=== PROVIDED INFORMATION ===

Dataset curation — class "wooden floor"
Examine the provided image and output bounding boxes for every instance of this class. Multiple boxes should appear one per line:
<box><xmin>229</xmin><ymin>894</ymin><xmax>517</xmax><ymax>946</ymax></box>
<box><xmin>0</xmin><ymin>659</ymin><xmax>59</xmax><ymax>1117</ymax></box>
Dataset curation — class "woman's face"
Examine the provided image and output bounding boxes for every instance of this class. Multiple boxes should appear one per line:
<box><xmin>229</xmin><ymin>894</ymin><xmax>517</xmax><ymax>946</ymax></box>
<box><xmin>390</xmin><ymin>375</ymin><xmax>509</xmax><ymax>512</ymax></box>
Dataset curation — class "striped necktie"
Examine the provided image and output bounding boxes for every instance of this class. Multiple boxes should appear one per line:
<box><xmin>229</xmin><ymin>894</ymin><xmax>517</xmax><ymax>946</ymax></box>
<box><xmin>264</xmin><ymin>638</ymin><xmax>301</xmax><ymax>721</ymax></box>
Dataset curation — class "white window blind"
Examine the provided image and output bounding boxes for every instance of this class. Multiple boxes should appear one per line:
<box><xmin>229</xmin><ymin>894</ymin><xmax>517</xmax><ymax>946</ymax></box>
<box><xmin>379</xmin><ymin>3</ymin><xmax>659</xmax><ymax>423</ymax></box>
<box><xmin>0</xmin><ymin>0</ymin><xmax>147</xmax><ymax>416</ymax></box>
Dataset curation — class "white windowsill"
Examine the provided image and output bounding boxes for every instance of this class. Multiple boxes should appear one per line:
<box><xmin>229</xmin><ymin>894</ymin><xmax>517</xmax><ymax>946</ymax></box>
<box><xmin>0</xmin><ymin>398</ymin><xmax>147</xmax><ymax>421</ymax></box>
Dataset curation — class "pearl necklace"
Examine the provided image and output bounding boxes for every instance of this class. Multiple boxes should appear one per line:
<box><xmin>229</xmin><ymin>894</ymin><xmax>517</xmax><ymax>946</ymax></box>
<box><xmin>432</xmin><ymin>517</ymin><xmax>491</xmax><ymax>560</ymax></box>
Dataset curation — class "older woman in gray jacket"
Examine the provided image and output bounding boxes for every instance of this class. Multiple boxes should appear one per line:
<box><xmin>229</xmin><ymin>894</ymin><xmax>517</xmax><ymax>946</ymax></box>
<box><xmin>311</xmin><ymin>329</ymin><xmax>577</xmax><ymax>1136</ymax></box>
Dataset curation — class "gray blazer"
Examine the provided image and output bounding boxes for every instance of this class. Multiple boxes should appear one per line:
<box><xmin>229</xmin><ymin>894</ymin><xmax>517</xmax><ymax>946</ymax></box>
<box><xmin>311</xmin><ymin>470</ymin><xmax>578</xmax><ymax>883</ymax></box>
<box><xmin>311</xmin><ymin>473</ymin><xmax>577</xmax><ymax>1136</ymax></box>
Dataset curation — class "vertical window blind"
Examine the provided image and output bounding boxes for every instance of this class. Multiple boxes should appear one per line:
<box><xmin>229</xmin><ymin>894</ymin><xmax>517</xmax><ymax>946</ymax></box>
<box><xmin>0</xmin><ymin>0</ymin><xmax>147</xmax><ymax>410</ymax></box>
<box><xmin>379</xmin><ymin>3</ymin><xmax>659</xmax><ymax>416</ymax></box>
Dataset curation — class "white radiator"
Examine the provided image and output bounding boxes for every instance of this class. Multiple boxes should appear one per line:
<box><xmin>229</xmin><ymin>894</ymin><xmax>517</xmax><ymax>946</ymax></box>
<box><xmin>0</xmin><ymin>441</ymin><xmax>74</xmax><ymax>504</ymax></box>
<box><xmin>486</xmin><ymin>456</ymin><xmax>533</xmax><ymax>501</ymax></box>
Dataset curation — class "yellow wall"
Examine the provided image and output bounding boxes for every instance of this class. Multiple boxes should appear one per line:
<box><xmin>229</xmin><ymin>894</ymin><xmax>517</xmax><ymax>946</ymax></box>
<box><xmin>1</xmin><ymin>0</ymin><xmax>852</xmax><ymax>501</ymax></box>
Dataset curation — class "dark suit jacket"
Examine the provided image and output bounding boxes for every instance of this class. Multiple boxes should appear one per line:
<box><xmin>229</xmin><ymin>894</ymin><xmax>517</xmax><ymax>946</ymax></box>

===

## [YOUR TASK]
Pull every line containing the word "blind" from the records above.

## [EXERCISE ANSWER]
Dataset curation — class "white window blind"
Dataset curation — class "vertical window blind"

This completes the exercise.